> **Task description**
Reproduce the stretch of the material below from the line containing "The query is: tile floor" through the line containing "[447,217,458,237]", both included, with nothing changed.

> **Information shown**
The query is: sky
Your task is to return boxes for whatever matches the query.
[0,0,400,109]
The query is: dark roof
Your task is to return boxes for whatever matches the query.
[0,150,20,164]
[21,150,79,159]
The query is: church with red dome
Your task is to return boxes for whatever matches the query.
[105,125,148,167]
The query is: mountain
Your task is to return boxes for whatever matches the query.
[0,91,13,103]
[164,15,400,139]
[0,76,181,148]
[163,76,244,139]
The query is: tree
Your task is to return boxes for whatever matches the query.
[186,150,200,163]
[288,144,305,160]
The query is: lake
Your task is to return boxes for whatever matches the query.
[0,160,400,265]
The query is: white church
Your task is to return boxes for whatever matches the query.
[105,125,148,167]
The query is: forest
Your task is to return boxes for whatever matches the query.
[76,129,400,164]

--

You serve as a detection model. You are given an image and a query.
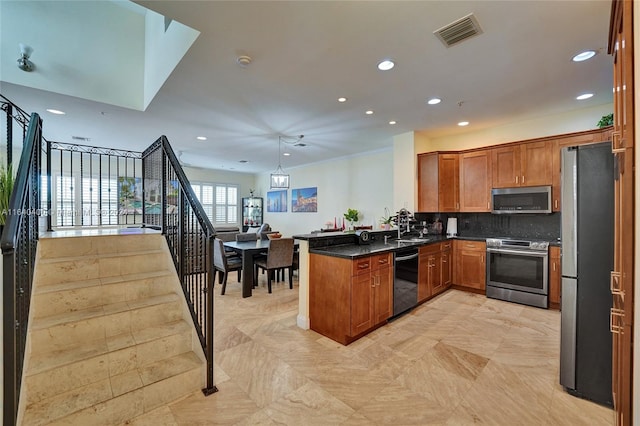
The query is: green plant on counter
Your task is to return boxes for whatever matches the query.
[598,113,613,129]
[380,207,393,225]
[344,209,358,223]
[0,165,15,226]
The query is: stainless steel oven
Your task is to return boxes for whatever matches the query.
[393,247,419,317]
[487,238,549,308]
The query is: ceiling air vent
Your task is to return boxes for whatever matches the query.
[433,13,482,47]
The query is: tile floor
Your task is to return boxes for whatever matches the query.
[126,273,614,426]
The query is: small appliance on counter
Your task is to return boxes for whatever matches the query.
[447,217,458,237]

> **Answer to this exercise**
The query is: tile floor
Your task is to return boxes for whatever matches the query.
[126,273,614,426]
The query is: small appliance on counter
Your task is to return boxes for whatever matches the query.
[447,217,458,237]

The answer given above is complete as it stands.